- _Stored dataset items_:
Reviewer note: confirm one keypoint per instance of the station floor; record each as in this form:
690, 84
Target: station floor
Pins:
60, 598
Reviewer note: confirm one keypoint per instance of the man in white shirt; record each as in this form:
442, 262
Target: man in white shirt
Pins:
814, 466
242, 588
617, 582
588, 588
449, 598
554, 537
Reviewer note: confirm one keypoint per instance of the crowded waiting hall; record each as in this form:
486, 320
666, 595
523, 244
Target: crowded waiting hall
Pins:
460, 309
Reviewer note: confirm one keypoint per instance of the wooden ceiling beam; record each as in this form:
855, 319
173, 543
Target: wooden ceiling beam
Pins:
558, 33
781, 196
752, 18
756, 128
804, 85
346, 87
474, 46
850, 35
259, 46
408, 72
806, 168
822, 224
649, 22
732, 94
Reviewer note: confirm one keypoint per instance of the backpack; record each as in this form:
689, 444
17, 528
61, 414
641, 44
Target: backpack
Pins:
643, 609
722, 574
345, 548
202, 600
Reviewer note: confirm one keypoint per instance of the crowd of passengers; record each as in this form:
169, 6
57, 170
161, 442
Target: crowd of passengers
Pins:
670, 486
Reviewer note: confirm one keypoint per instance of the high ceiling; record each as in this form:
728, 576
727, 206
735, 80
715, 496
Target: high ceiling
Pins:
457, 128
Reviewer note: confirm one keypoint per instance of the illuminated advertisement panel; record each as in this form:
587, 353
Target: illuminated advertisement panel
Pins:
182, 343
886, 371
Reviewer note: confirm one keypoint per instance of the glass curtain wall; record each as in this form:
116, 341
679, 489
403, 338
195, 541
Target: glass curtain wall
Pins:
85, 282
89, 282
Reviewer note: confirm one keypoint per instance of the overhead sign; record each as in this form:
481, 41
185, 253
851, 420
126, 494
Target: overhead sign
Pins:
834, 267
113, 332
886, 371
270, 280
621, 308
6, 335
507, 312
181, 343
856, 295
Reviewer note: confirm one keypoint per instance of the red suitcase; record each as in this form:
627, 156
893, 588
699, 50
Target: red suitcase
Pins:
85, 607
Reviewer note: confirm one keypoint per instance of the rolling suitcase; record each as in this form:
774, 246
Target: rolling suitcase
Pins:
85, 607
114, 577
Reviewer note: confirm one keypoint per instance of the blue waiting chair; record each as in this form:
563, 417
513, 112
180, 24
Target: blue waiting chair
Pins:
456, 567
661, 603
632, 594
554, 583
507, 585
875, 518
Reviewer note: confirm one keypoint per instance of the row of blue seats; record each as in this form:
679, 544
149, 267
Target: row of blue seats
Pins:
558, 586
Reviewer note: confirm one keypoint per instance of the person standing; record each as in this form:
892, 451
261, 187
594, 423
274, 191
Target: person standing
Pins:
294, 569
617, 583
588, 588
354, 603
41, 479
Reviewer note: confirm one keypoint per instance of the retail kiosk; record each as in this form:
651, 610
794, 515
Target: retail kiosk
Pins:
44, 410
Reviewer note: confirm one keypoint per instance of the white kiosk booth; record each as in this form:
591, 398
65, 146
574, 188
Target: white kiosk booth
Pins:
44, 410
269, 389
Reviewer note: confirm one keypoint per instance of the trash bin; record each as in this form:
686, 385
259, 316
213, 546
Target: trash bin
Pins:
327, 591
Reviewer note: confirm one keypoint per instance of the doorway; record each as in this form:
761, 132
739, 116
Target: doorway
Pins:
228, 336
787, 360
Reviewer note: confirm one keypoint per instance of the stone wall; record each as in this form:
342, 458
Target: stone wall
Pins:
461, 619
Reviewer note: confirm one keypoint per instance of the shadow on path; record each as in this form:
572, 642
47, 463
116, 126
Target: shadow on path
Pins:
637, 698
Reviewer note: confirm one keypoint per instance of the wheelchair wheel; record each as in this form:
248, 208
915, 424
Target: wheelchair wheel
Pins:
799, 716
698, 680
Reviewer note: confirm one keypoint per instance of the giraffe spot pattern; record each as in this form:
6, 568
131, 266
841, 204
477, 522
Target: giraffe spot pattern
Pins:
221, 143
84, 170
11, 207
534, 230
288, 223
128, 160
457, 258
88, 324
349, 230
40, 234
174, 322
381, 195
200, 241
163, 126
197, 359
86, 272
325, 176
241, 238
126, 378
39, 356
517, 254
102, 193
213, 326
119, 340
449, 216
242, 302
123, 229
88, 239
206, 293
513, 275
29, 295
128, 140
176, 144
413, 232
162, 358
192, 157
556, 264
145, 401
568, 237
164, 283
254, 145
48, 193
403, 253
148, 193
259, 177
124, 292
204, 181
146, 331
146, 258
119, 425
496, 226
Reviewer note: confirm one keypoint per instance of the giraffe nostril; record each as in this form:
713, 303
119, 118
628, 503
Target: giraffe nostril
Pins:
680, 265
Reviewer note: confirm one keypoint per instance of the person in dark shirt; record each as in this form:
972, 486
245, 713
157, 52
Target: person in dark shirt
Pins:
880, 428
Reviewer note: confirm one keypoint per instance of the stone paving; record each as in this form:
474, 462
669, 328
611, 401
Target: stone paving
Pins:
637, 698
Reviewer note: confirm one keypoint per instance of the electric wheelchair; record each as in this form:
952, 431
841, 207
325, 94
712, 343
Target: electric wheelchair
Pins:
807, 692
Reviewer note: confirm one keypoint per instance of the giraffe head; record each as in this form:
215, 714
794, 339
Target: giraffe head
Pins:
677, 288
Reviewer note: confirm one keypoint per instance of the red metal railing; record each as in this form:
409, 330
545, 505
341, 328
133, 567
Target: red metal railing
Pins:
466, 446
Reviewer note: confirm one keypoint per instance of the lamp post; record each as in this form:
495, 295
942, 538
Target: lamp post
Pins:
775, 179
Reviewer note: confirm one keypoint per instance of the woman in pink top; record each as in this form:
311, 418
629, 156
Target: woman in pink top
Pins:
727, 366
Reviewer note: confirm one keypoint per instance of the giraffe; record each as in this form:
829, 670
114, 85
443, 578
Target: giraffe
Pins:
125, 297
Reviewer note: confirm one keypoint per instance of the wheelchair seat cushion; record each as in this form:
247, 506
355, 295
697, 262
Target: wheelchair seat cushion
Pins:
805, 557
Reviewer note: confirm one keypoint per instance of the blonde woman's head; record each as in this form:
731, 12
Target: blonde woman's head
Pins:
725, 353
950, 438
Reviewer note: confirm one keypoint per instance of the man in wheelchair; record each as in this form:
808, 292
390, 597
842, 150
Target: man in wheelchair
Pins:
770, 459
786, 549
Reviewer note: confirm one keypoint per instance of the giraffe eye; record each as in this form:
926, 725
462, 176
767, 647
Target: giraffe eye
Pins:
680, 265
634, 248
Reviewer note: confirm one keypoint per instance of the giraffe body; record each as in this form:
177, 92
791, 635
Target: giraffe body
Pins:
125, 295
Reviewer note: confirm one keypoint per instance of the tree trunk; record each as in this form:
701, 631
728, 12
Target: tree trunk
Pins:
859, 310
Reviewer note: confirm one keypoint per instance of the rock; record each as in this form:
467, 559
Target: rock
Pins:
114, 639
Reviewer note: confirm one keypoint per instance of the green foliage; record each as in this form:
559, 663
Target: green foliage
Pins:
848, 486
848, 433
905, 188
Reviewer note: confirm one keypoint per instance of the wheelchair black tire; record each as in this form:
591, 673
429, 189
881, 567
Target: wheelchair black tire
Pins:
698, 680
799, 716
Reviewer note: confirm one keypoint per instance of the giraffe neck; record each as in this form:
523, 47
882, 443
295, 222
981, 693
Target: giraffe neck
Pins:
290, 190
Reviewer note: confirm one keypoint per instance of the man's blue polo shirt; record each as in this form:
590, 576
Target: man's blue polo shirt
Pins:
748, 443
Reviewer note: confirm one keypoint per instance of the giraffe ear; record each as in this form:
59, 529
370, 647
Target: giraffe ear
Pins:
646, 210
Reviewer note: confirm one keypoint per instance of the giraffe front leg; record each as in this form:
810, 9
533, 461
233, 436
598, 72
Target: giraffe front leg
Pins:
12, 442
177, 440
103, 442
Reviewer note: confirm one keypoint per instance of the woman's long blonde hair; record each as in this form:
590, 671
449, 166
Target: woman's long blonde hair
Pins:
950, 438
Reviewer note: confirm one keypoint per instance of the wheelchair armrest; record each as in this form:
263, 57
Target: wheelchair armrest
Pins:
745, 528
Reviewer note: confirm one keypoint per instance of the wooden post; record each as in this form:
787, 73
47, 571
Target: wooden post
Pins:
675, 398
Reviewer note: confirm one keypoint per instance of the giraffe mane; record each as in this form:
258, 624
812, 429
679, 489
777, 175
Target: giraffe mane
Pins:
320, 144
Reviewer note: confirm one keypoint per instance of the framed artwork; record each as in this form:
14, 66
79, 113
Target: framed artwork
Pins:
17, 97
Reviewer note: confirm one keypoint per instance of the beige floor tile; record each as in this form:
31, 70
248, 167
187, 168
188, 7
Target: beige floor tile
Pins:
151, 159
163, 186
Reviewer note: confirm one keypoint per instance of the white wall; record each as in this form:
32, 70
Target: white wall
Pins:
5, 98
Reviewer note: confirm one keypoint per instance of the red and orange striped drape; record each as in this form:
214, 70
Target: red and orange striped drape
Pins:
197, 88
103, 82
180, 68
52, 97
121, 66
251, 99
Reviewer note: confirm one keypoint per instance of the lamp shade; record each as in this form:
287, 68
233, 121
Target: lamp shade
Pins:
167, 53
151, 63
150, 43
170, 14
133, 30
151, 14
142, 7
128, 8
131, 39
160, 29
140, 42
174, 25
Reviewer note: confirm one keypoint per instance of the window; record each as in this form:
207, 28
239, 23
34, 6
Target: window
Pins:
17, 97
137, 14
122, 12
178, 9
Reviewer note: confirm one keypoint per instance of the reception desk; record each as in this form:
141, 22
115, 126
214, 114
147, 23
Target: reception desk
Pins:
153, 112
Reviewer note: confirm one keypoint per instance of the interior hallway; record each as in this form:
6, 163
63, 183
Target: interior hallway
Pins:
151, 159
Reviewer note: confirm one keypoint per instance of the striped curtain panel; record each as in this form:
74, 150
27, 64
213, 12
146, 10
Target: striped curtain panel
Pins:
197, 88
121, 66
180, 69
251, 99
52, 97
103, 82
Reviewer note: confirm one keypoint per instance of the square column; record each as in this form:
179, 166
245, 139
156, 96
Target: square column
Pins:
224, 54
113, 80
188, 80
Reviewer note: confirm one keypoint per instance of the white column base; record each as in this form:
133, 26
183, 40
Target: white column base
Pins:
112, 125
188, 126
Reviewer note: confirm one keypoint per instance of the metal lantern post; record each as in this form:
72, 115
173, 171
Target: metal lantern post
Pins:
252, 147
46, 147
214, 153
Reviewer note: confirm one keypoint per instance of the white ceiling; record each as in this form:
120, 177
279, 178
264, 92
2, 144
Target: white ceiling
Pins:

- _Directive_: Repeat exactly the lines starting at the line with "Reviewer note: confirm one keypoint per instance of the red and" and ending with the final line of the entries. Include nothing else.

- _Task result_:
Reviewer note: confirm one keypoint per instance of the red and orange striped drape; record each as in this form:
214, 70
Target: red and orange striped drape
Pins:
197, 88
103, 82
180, 68
52, 97
121, 66
251, 99
Reviewer note: confirm one keypoint per instance of the lamp shade; record each as in this form:
287, 68
233, 121
Target: lamp shade
Pins:
167, 53
151, 63
150, 43
170, 14
133, 30
151, 14
142, 7
128, 8
131, 39
160, 29
140, 42
174, 25
Reviewer note: confirm one keypoint per instance of the window; record each as in this form:
207, 28
239, 23
34, 6
Target: window
Pins:
17, 97
137, 14
122, 12
178, 9
Reviewer note: confirm one keypoint per instance of the reception desk; record each as in this form:
141, 22
115, 126
214, 114
147, 23
Target: reception desk
Pins:
153, 112
Reviewer note: confirm one keypoint per instance of the interior hallway; record each as in this form:
6, 163
63, 183
Target: interior hallway
Pins:
151, 159
Reviewer note: confirm one keypoint per instance of the striped curtain panel; record each as in this form:
74, 150
27, 64
213, 12
146, 10
Target: striped curtain panel
Pins:
197, 88
121, 66
180, 69
251, 99
52, 97
103, 82
Reviewer note: confirm one keypoint per instance of the square column; record each as in this form:
179, 166
245, 139
156, 96
Target: square column
Pins:
224, 54
113, 80
188, 80
Reviewer note: confirm one keypoint per instance of the white column base; record each as in this form:
133, 26
183, 40
Target: white column base
Pins:
112, 125
188, 126
Reviewer note: confirm one keypoint per instance of the metal lantern post; record each as in this form:
72, 115
173, 171
Target: metal lantern post
Pins:
252, 147
46, 147
214, 153
Reviewer note: confirm one keypoint per instance of the white ceiling; record each as in this form:
120, 177
279, 178
264, 92
2, 144
Target: white ceiling
Pins:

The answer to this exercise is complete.